REQUIRED ACTIONS →
A) In the post about the SEC whistleblower lawsuit, how many pages long is Weber's complaint?
B) Continue the post about the SEC whistleblower lawsuit from its last line.
==== SUPPLIED TEXT ====
Via Matt Taibbi at Rolling Stone, an utterly pathetic tale of abused power, mismanagement, mishandled cases, and incredibly sloppy IT procedures.
In a salacious 77-page complaint that reads like Penthouse Forum meets The Insider meets the Keystone Kops, one David Weber, the former chief investigator for the SEC Inspector General's office, accuses the SEC of retaliating against Weber for coming forward as a whistleblower. According to this lawsuit, Weber was made a target of intramural intrigues at the agency (which has a history of such retaliation) after he came forward with concerns that his bosses may have been spending more time copulating than they were investigating the SEC.
I spent some time reading the complaint and it's as bad as Taibbi describes. Unfair firing aside, this allegation was particularly frightening:
145. In the OIG inquiry into the alleged misuse of computer equipment, Weber and his investigators found that the laptops which were used by SEC examiners during these examinations, and on which all the information from the examinations were stored, neither contained virus protection, encryption programs, or firewalls, nor were they ever wiped clean after testing. Some of the computers at issue were used in every stock exchange in the United States, and therefore exposed exchanges to infections or compromises that could be brought from exchange to exchange. This was in complete violation of SEC and government-wide IT security standards for governmental computer equipment, and in direct contradictions to the oral and written representations the SEC made to regulated exchanges in accessing exchange computer and IT systems.
146. Much to his dismay, Weber then discovered that some of these laptops were brought to foreign countries by SEC management, and by certain SEC management and employees to the “Black Hat” Conference in Las Vegas, Nevada. The “Black Hat” Conference is an annual convention for computer hackers and security experts. Attendees to these conferences have included hackers, representatives from corporations, federal agencies, and foreign intelligence agencies
But they weren't paying attention to what data infections they might be courting, because they were too busy engaging in extracurricular activities. Like, for example, this incident which appears to have begun the ball rolling toward Weber's termination:
36. Maloney asked Weber to close the door to her office. Maloney told Weber that she would deny the following conversation if Weber were to repeat it.
==== MATERIAL PROVIDED ====
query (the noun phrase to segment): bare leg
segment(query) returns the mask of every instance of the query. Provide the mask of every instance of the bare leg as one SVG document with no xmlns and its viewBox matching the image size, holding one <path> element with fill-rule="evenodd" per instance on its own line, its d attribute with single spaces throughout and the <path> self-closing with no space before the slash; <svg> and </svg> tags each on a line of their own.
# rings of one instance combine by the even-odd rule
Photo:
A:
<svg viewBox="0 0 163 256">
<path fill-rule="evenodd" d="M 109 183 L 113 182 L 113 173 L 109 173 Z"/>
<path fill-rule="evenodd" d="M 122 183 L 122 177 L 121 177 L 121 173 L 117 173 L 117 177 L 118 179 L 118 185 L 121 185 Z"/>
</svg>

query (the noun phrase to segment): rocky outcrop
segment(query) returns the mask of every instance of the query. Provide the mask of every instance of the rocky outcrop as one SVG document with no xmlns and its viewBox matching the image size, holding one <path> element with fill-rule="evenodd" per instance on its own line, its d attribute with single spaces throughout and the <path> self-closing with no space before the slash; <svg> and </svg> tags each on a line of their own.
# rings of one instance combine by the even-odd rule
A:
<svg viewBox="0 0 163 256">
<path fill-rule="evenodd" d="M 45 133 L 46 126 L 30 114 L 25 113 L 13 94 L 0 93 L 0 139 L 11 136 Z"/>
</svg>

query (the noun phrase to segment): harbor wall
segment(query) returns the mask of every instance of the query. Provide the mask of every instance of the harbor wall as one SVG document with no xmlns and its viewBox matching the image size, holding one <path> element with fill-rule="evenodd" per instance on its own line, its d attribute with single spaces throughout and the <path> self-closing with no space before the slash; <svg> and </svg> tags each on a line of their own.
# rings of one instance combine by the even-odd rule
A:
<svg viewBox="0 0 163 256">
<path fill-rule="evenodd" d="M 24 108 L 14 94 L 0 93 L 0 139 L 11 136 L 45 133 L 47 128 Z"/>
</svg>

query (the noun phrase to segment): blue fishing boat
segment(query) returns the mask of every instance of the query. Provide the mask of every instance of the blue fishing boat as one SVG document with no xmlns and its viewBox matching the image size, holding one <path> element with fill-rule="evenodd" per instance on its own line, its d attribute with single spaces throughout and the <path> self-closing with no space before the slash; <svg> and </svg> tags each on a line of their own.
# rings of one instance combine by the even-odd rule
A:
====
ANSWERS FOR EACH ITEM →
A) 77 pages

B)
37. Maloney then said that, “David [Kotz] was f*cking that lady.” Weber expressed shock and dismay. Maloney told Weber to “watch out” for Kachroo and to be careful when he met with her.
38. Maloney stated that Kachroo had received special treatment. Maloney even questioned whether the OIG would have ever opened an investigation into the SEC’s oversight over the Court-Appointed Receivership in SEC v. Stanford.
Awesome. There's much, much more, like the text messages being sent in the middle of legal proceedings.
40. Weber suggested to Maloney that Kotz was possibly “pulling her leg.” Maloney then stated that Kotz had shown her text messages he had received from Kachroo. Maloney said that Kotz had even shown her text messages that Kachroo had sent to him during Kachroo’s oral testimony to the OIG, as part of the Stanford Receivership Investigation, on December 11, 2011. Maloney said that one of the text messages she saw had said something to the effect that Kachroo could not bear to be giving testimony from across the table without being able to touch and kiss Kotz during her testimony.